# start of Information supplied

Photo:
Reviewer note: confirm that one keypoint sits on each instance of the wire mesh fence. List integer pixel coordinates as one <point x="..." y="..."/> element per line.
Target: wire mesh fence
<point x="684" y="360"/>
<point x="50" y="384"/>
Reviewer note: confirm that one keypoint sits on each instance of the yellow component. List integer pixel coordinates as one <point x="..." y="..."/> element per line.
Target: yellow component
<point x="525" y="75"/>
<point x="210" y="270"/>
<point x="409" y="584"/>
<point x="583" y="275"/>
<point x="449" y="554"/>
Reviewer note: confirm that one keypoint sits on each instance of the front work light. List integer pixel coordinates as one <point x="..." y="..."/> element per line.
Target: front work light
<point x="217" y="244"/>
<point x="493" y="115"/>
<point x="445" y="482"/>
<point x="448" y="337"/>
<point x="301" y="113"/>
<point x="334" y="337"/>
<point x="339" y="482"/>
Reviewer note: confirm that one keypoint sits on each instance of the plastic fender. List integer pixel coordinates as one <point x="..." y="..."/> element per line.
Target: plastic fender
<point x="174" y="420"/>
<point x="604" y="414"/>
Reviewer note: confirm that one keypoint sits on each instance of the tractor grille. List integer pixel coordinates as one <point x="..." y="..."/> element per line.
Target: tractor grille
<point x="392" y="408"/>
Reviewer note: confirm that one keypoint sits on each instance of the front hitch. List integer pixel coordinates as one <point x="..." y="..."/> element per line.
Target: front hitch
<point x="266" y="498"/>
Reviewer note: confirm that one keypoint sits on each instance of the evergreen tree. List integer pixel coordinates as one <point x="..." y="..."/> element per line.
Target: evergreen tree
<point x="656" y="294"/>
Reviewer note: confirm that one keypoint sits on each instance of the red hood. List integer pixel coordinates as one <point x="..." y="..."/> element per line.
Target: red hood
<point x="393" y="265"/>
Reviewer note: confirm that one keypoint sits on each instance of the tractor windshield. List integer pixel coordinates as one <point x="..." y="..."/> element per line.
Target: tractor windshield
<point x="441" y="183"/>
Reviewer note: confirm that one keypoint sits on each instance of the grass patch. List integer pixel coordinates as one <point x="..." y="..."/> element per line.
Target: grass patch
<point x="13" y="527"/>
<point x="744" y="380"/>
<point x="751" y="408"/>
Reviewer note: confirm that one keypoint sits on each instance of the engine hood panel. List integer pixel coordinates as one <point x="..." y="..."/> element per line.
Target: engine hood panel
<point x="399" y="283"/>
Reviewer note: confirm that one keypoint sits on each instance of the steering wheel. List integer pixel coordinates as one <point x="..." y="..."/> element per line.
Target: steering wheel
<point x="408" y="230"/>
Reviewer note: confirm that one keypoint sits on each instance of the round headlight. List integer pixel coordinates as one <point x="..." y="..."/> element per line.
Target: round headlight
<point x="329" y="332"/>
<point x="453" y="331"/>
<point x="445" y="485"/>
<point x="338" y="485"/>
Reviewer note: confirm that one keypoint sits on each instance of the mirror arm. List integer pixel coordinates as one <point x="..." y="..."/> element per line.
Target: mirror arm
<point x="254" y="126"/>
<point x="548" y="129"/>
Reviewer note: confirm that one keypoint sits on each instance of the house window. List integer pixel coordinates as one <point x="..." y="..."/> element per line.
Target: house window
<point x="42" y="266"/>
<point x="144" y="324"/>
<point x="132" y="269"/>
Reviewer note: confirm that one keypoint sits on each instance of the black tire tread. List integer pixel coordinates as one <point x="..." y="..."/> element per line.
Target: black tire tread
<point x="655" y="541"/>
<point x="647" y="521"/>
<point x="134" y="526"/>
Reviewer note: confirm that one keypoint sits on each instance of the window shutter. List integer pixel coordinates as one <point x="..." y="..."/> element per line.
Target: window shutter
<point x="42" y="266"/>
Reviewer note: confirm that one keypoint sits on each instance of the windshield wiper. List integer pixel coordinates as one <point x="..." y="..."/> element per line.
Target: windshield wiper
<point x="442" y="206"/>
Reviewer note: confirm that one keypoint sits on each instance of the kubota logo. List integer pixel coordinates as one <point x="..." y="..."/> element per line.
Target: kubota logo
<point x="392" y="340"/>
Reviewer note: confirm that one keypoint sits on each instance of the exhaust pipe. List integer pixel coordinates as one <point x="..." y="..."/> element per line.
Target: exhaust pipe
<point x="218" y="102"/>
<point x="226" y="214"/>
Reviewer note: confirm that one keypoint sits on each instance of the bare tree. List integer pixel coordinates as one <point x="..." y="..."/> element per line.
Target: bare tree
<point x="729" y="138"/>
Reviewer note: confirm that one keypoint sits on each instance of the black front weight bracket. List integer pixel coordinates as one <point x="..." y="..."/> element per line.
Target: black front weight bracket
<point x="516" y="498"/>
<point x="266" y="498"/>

# end of Information supplied

Exact output of every entry is required.

» **Final result**:
Photo:
Reviewer note: confirm that one keypoint sits on each instance of the wire mesh fence. List integer pixel coordinates as one <point x="..." y="..."/> element per line.
Target: wire mesh fence
<point x="684" y="360"/>
<point x="50" y="384"/>
Reviewer note: confirm that one keypoint sits on each instance of the yellow component. List integer pixel coordinates as one <point x="..." y="..."/> element per line.
Target: yellow component
<point x="525" y="75"/>
<point x="210" y="270"/>
<point x="409" y="584"/>
<point x="583" y="275"/>
<point x="449" y="554"/>
Reviewer note: confirm that one keypoint sits on each instance of the front work light. List integer pixel coordinates as one <point x="..." y="..."/> element per line.
Target: front work light
<point x="217" y="244"/>
<point x="493" y="115"/>
<point x="445" y="482"/>
<point x="448" y="337"/>
<point x="301" y="113"/>
<point x="334" y="337"/>
<point x="339" y="482"/>
Reviewer note: confirm that one keypoint sits on each instance of the plastic fender. List integer pixel coordinates as one <point x="..." y="..."/> element per line.
Target: plastic fender
<point x="174" y="420"/>
<point x="604" y="414"/>
Reviewer note: confirm that one keypoint sits on each instance of the tractor grille. List integer pixel coordinates as one <point x="..." y="..."/> element per line.
Target: tractor grille
<point x="392" y="408"/>
Reviewer note: confirm that one keypoint sits on each instance of the front hitch. List integer pixel coordinates as one <point x="..." y="..."/> element per line.
Target: front hitch
<point x="266" y="498"/>
Reviewer note: confirm that one keypoint sits on each instance of the evergreen tree. List integer pixel coordinates as one <point x="..." y="..."/> element per line.
Target: evergreen tree
<point x="656" y="294"/>
Reviewer note: confirm that one keypoint sits on each instance of the red hood. List integer pixel coordinates as one <point x="..." y="..."/> element per line.
Target: red hood
<point x="393" y="265"/>
Reviewer note: confirm that one keypoint sits on each instance of the tractor windshield. List integer pixel coordinates as one <point x="..." y="..."/> element per line.
Target: tractor windshield
<point x="441" y="183"/>
Reviewer note: confirm that one keypoint sits on each instance of the grass patch. List integer pixel coordinates as one <point x="..." y="..."/> element per line.
Target: grass patch
<point x="13" y="527"/>
<point x="744" y="380"/>
<point x="751" y="408"/>
Reviewer note: confirm that one keypoint sits on each instance of the engine hood panel. List integer pixel coordinates as one <point x="..." y="..."/> element per line.
Target: engine hood panel
<point x="399" y="283"/>
Reviewer note: confirm that one keypoint sits on each instance of the steering wheel. List integer pixel coordinates as one <point x="..." y="..."/> element per line.
Target: steering wheel
<point x="408" y="230"/>
Reviewer note: confirm that one keypoint sits on each instance of the round headlight. List integer pixel coordinates as one <point x="..." y="..."/> element per line.
Target: round headlight
<point x="329" y="332"/>
<point x="453" y="331"/>
<point x="445" y="485"/>
<point x="338" y="485"/>
Reviewer note: confirm that one keypoint sits on each instance of the mirror arm. List integer pixel coordinates as one <point x="..." y="..."/> element per line.
Target: mirror arm
<point x="254" y="126"/>
<point x="548" y="129"/>
Reviewer note: confirm that one keypoint sits on each instance of the house window. List integer pixel coordinates as one <point x="..." y="..."/> element per line.
Target: house window
<point x="42" y="266"/>
<point x="144" y="324"/>
<point x="132" y="269"/>
Reviewer note: confirm that one keypoint sits on each instance of the black tire tread. List integer pixel coordinates as one <point x="..." y="..."/> element per line.
Target: black tire tread
<point x="655" y="541"/>
<point x="647" y="521"/>
<point x="134" y="526"/>
Reviewer note: confirm that one keypoint sits on each instance of the window shutter. List integer pixel coordinates as one <point x="..." y="..."/> element per line.
Target: window shutter
<point x="42" y="266"/>
Reviewer note: confirm that one keypoint sits on each instance of the windshield wiper. List integer pixel coordinates as one <point x="..." y="..."/> element per line.
Target: windshield wiper
<point x="442" y="206"/>
Reviewer note: confirm that one keypoint sits on each instance of the kubota logo. List integer pixel coordinates as one <point x="..." y="..."/> element per line.
Target: kubota logo
<point x="392" y="340"/>
Reviewer note: confirm that one keypoint sits on each instance of the exhaust pipe. List integer pixel coordinates as one <point x="..." y="..."/> element per line.
Target: exhaust pipe
<point x="218" y="102"/>
<point x="226" y="214"/>
Reviewer note: confirm that one keypoint sits on each instance of the bare tree. List integer pixel coordinates as one <point x="..." y="..."/> element per line.
Target: bare tree
<point x="729" y="138"/>
Reviewer note: confirm that one keypoint sits on each instance of the black front weight bracket. List integer pixel coordinates as one <point x="..." y="..."/> element per line.
Target: black front weight bracket
<point x="516" y="498"/>
<point x="266" y="498"/>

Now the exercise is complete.